* [Required task]: Reproduce all the lines of the records below, requests included, multiplying every coordinate in the answers by 1.3 and rounding to whole numbers, with halves rounded up. Leave the numbers in the requests and their format samples as they are.

[Begin]

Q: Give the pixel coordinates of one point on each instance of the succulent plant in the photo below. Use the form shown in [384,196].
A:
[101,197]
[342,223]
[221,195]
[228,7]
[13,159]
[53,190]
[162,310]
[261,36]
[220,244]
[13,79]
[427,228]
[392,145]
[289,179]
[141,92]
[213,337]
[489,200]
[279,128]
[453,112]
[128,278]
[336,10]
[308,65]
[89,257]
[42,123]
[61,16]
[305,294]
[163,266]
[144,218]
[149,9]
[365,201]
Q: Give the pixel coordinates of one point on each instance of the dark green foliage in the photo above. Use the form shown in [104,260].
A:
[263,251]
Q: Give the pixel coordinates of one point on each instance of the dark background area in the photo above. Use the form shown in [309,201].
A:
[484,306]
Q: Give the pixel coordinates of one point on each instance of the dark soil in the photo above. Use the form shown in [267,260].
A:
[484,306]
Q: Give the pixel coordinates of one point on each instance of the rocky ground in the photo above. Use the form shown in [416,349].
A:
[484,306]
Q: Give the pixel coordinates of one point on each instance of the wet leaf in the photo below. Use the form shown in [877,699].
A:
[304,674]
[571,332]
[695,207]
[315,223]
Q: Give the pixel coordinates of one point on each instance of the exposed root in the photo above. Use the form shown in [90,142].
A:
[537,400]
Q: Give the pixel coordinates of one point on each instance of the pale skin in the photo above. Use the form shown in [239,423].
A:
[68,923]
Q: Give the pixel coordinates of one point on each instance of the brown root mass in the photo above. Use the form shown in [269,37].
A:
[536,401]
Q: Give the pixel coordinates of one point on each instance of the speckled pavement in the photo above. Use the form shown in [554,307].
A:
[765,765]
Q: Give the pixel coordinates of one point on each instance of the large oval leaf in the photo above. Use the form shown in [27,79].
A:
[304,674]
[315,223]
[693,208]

[End]

* [The answer]:
Q: Give the pixel coordinates of one point on each instance of the succulent plant in the photo below. Use the form shown in [384,196].
A:
[131,256]
[445,290]
[287,254]
[296,9]
[17,207]
[69,247]
[211,403]
[339,47]
[286,317]
[17,103]
[555,296]
[510,189]
[376,233]
[183,120]
[277,438]
[636,260]
[363,166]
[589,146]
[166,361]
[437,13]
[400,85]
[116,334]
[55,160]
[79,21]
[397,382]
[212,346]
[187,283]
[194,12]
[475,261]
Q: Give the pixel coordinates of one point on each instance of the dark green foliage in the photo above. Use the form shown in [104,260].
A:
[342,326]
Q: Give the pixel coordinates of one point on each instance of the dark background area in the photo above. Use the form shown in [309,201].
A:
[629,398]
Q: Give the pixel coordinates of one point on each instance of the dark soil in the photo above. Use the form shown in [267,260].
A:
[629,398]
Q: Give the pixel coordinates of one point on each instance of the rocky ground in the photo above. Use the form shown in [416,349].
A:
[629,398]
Q: Give the pixel coordinates of one point on each instance of the wet leaf in the photo below. Use the form shown in [877,699].
A:
[395,876]
[742,432]
[904,269]
[410,290]
Q: Give the pixel coordinates of one point on each instance of the exposed root in the photo above. Use the form shown in [90,142].
A:
[698,520]
Q: Give the pixel coordinates of one point on each instance of the pale skin in the photo above. Use the form shown in [239,423].
A:
[88,1200]
Q: Give the pixel coordinates of one point on each instance of the brown root mass in the photo above. Use the form shown in [269,37].
A:
[697,521]
Q: Give the pixel coordinates of one point on each instance of the speckled pavement in the photo above. Use the form shown in [554,307].
A:
[995,995]
Q: Give the pixel coordinates of one point on each instance of the large oval leaf in the photo above. Use the form shown in [27,79].
A:
[395,876]
[410,290]
[901,270]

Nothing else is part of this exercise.